(DOCUMENT EXTRACT begins)

While the black and white art was done by Nixey and Farel Dalrymple, with lettering by Pat Brosseau and Ed Dukeshire, the visual style is Mignola-esque. At times, the thick and energetic brushstrokes are also evocative of Paul Pope.

Like much of Mignola’s work, Jenny Finn presents a vivid, powerful and haunting pastiche of pulp and weird fiction (usually of the sort associated with the 1920s and 1930s). Where Hellboy tends to draw from the work of Robert E. Howard, the strongest influence at play in Jenny Finn seems to be H.P. Lovecraft.

“Can it be possible that this planet has actually spawned such things; that human eyes have truly seen, as objective flesh, what man has hitherto known only in febrile phantasy and tenuous legend?” the narrator asks, in Lovecraft’s story, The Shadow Over Innsmouth, which tells of an encounter with a half-human, half-sea-creature collection of beings who inhabit the titular seaside town.

(DOCUMENT EXTRACT ends)
(EXCERPTED RECORDS begins)

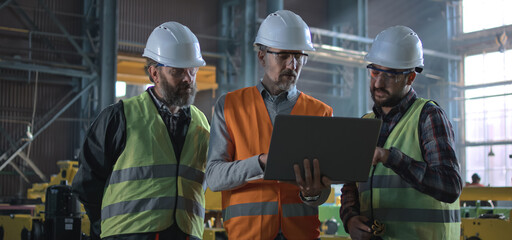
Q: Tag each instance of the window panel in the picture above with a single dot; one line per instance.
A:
(479, 15)
(488, 117)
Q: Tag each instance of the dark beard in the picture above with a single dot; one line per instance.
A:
(285, 85)
(180, 95)
(392, 101)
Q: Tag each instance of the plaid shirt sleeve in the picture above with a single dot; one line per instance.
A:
(439, 175)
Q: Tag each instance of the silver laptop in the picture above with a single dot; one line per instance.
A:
(343, 146)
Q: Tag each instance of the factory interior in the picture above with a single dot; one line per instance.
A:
(62, 62)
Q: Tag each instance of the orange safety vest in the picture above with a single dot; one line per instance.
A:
(258, 209)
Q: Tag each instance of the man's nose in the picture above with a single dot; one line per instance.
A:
(292, 63)
(188, 77)
(379, 81)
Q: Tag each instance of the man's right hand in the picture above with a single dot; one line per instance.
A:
(263, 160)
(358, 229)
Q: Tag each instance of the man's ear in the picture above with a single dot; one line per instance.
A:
(261, 57)
(153, 72)
(411, 77)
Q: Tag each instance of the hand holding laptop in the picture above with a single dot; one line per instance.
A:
(311, 185)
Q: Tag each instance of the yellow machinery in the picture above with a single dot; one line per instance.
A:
(26, 221)
(490, 225)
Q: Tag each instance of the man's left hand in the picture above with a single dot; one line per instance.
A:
(312, 184)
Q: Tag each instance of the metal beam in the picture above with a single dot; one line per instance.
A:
(108, 51)
(33, 27)
(33, 166)
(45, 69)
(39, 131)
(69, 37)
(328, 33)
(248, 53)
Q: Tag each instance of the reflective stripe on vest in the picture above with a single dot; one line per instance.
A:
(268, 208)
(298, 210)
(406, 212)
(419, 215)
(250, 209)
(156, 171)
(146, 204)
(148, 191)
(259, 209)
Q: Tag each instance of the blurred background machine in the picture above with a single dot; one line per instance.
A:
(486, 213)
(50, 211)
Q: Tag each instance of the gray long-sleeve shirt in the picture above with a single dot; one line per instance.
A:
(224, 174)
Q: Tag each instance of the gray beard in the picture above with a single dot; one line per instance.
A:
(178, 96)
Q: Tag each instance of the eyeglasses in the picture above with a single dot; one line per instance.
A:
(179, 73)
(285, 57)
(385, 75)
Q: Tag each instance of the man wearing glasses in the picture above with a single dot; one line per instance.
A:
(143, 160)
(415, 183)
(240, 138)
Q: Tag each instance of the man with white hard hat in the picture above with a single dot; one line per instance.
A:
(415, 183)
(143, 160)
(240, 138)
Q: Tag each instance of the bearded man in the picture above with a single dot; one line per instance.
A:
(143, 159)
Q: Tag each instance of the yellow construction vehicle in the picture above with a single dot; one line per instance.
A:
(58, 215)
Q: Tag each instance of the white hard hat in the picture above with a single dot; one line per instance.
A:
(285, 30)
(397, 47)
(173, 44)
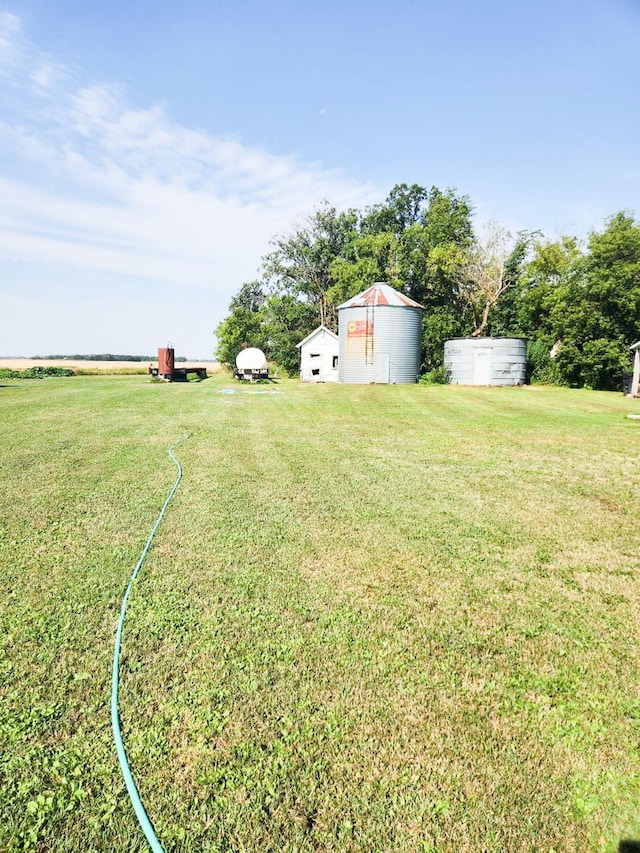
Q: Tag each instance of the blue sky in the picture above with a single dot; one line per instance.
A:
(149, 149)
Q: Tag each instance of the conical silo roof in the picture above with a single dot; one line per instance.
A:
(380, 294)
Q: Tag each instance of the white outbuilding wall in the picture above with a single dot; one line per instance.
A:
(319, 356)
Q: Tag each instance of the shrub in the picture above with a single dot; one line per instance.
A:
(438, 376)
(34, 372)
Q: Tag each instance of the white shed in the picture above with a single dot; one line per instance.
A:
(319, 356)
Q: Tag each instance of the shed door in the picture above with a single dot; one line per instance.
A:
(382, 368)
(482, 366)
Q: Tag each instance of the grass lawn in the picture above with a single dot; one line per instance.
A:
(374, 619)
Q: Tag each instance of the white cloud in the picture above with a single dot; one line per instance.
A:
(90, 182)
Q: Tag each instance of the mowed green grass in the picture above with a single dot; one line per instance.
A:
(374, 618)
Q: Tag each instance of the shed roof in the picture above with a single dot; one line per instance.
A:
(380, 294)
(315, 332)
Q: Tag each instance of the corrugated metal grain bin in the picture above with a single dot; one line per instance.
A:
(486, 361)
(379, 336)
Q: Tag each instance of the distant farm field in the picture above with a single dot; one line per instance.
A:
(86, 366)
(374, 619)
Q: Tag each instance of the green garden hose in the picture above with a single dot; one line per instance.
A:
(134, 795)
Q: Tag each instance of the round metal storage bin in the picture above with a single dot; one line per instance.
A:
(486, 361)
(379, 338)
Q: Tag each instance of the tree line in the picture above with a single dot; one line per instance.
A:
(577, 302)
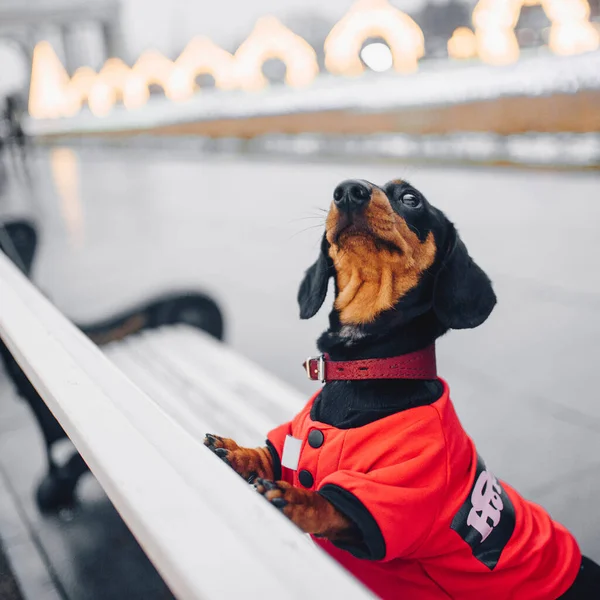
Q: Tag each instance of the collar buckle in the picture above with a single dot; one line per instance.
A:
(315, 368)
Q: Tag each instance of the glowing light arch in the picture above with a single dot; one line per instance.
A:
(271, 39)
(113, 83)
(200, 56)
(49, 81)
(495, 21)
(373, 18)
(462, 44)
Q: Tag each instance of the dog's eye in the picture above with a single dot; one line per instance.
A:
(411, 200)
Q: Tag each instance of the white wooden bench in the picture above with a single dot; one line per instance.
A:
(207, 532)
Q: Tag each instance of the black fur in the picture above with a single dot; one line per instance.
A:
(454, 293)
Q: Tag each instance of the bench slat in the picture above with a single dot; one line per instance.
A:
(208, 533)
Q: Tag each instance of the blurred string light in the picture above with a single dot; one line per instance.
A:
(377, 56)
(200, 57)
(373, 19)
(49, 81)
(462, 44)
(495, 22)
(53, 94)
(271, 39)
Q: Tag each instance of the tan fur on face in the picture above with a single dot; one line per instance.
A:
(371, 276)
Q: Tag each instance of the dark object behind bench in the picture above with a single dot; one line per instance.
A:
(57, 488)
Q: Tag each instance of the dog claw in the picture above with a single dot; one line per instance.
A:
(279, 503)
(210, 440)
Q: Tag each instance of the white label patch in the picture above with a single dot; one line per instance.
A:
(291, 452)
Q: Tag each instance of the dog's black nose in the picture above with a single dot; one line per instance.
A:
(352, 195)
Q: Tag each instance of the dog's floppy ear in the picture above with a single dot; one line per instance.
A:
(313, 288)
(463, 297)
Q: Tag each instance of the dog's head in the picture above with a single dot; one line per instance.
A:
(394, 255)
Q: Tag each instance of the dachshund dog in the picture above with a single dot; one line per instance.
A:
(377, 467)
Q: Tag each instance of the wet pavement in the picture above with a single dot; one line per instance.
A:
(118, 227)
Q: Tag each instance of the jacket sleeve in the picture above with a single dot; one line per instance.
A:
(393, 506)
(275, 442)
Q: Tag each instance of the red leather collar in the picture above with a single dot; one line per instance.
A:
(415, 365)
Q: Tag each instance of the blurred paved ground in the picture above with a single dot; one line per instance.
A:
(118, 227)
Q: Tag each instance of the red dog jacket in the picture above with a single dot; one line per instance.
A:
(435, 522)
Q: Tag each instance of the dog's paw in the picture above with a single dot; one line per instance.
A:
(215, 442)
(239, 459)
(279, 493)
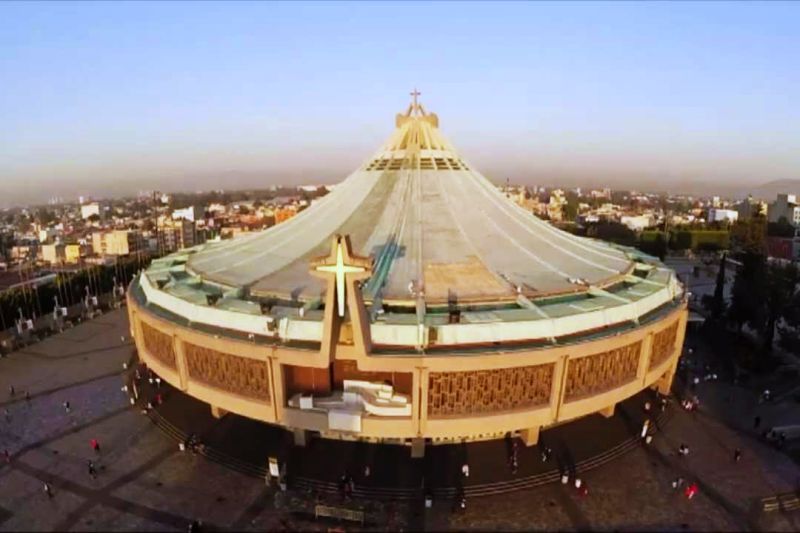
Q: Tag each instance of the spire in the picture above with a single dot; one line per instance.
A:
(414, 94)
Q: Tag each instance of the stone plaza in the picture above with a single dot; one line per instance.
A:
(145, 482)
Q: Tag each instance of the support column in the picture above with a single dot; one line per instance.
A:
(558, 387)
(664, 383)
(644, 358)
(278, 400)
(530, 436)
(180, 362)
(420, 399)
(300, 437)
(417, 448)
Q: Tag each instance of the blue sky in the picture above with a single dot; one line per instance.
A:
(102, 98)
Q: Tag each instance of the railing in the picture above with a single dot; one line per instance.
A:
(785, 502)
(341, 513)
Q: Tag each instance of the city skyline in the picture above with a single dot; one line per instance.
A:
(106, 100)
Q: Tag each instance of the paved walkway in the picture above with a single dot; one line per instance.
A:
(145, 483)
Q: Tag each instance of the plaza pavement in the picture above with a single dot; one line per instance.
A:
(146, 484)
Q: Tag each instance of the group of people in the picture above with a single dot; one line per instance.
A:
(346, 486)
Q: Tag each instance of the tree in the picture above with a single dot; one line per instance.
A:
(789, 327)
(750, 235)
(717, 303)
(781, 287)
(749, 288)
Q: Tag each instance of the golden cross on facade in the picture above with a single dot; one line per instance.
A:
(344, 268)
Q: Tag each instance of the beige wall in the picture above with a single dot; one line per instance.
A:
(420, 424)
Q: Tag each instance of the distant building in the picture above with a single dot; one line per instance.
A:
(722, 215)
(282, 214)
(88, 210)
(785, 206)
(53, 254)
(749, 208)
(639, 222)
(787, 248)
(117, 242)
(192, 213)
(177, 234)
(47, 234)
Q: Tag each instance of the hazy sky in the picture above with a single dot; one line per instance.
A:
(104, 98)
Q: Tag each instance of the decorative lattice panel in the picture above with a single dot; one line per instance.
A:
(159, 345)
(663, 345)
(239, 375)
(484, 391)
(603, 371)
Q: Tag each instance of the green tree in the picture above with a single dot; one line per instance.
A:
(717, 303)
(781, 287)
(749, 288)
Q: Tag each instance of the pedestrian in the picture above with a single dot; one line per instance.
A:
(546, 453)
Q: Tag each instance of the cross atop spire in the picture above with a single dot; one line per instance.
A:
(415, 94)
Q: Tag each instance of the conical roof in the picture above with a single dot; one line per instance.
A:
(435, 227)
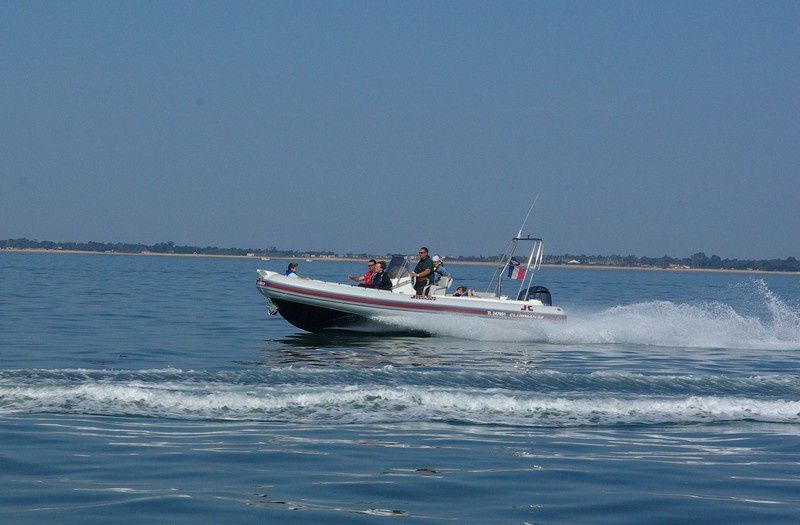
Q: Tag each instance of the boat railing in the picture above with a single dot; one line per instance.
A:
(512, 268)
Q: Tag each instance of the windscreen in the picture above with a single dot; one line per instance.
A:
(398, 267)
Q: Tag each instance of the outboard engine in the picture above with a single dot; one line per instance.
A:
(539, 293)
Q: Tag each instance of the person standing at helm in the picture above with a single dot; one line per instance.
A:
(422, 272)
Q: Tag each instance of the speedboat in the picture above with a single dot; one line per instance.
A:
(315, 305)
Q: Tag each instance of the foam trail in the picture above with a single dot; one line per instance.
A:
(654, 323)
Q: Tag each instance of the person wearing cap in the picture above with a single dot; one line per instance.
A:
(366, 279)
(438, 269)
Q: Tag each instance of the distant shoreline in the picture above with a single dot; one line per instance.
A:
(353, 259)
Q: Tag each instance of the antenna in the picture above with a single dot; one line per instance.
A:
(528, 215)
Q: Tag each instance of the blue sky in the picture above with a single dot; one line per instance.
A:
(644, 127)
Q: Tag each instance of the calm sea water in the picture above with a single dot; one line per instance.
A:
(151, 389)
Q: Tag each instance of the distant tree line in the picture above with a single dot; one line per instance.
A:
(697, 261)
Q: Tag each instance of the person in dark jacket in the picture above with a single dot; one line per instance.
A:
(380, 279)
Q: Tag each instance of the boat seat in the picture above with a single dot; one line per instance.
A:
(441, 287)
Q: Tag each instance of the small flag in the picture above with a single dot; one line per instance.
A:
(515, 270)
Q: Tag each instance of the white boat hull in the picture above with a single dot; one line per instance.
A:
(319, 305)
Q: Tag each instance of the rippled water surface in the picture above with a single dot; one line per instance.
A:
(152, 389)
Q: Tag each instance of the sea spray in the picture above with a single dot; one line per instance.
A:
(653, 323)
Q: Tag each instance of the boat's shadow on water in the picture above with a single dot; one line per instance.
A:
(327, 349)
(412, 349)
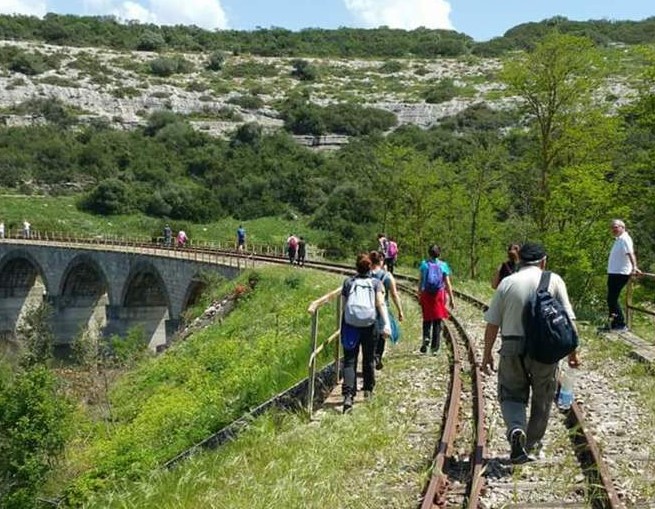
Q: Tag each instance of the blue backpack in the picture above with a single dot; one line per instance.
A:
(550, 334)
(434, 277)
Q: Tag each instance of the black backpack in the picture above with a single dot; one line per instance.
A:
(550, 334)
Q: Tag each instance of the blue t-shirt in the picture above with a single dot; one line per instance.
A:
(423, 268)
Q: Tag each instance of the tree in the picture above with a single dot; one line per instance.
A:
(479, 192)
(34, 425)
(556, 82)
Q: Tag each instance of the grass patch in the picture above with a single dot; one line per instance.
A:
(169, 402)
(330, 462)
(59, 214)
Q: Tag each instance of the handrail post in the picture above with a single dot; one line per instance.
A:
(337, 344)
(312, 364)
(628, 302)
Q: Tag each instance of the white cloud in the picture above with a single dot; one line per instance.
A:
(29, 7)
(407, 14)
(207, 14)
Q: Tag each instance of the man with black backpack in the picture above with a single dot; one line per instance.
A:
(525, 316)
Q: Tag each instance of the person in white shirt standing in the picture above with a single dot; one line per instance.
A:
(621, 264)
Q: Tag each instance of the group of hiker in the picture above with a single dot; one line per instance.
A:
(180, 239)
(296, 250)
(530, 310)
(295, 246)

(EXCERPTED RECORDS ends)

**EXERCISE OBJECTIVE**
Could you transcribe the Jenny Finn passage from "Like much of" to "titular seaside town."?

**THE COMPLETED TASK**
Like much of Mignola’s work, Jenny Finn presents a vivid, powerful and haunting pastiche of pulp and weird fiction (usually of the sort associated with the 1920s and 1930s). Where Hellboy tends to draw from the work of Robert E. Howard, the strongest influence at play in Jenny Finn seems to be H.P. Lovecraft.

“Can it be possible that this planet has actually spawned such things; that human eyes have truly seen, as objective flesh, what man has hitherto known only in febrile phantasy and tenuous legend?” the narrator asks, in Lovecraft’s story, The Shadow Over Innsmouth, which tells of an encounter with a half-human, half-sea-creature collection of beings who inhabit the titular seaside town.